Your reply should consist solely of the number of lines in the data that contain "shelving".

#### [Material for the task]
•••••

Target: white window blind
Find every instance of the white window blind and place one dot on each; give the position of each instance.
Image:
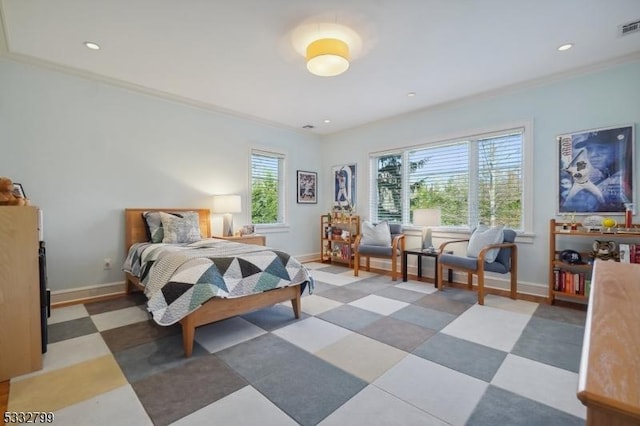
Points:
(473, 180)
(267, 187)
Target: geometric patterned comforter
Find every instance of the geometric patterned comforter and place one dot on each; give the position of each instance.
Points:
(179, 278)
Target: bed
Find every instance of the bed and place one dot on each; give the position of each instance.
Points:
(223, 303)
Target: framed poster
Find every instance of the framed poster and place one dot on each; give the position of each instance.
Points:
(307, 187)
(596, 171)
(344, 183)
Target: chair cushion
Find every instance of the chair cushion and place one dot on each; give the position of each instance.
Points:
(470, 263)
(482, 236)
(376, 235)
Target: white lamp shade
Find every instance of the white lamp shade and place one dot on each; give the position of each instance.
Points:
(426, 217)
(227, 204)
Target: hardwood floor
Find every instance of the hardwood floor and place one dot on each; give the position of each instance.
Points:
(4, 398)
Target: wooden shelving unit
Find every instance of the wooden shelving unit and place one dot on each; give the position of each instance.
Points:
(336, 246)
(557, 268)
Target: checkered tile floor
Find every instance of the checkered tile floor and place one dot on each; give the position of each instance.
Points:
(367, 351)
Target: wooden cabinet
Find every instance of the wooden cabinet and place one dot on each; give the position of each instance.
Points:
(609, 378)
(20, 333)
(572, 280)
(256, 239)
(337, 236)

•••••

#### [Solved exercise]
2